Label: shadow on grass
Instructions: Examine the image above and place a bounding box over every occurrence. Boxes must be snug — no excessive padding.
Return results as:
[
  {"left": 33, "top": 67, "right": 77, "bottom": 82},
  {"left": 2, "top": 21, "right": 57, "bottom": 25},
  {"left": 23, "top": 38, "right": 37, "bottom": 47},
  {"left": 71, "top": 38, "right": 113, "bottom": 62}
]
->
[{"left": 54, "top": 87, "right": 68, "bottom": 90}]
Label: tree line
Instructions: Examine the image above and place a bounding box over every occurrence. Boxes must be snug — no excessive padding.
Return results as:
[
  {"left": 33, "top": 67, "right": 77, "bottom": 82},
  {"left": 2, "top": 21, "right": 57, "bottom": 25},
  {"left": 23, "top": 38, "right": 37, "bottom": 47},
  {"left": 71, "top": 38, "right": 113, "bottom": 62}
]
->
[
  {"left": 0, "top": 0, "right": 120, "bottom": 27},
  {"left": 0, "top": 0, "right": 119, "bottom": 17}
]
----
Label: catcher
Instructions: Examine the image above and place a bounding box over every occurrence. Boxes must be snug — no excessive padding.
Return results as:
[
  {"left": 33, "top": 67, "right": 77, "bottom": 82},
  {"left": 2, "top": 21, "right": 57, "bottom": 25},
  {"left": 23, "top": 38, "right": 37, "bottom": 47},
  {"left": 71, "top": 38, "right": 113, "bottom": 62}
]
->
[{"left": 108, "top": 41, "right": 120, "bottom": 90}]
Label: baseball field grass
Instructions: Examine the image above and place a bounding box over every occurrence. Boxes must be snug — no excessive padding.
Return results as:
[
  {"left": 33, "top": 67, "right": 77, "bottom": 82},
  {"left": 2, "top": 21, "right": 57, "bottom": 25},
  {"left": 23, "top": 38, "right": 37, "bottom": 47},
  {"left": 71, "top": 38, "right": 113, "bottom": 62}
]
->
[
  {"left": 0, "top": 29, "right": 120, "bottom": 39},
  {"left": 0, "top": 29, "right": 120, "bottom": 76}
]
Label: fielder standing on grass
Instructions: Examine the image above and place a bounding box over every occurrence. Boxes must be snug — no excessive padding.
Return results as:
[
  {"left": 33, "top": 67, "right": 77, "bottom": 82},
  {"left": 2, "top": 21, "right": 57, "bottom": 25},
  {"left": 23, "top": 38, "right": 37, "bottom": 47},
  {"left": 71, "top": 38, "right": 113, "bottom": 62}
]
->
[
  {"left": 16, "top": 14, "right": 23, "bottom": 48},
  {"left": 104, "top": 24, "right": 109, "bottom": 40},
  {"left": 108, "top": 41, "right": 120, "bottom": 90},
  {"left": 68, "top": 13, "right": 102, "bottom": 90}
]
----
▶ _ACTIVITY_: The answer must be a single number: how many lines of the data include the string "Label".

▶ _TASK RESULT_: 5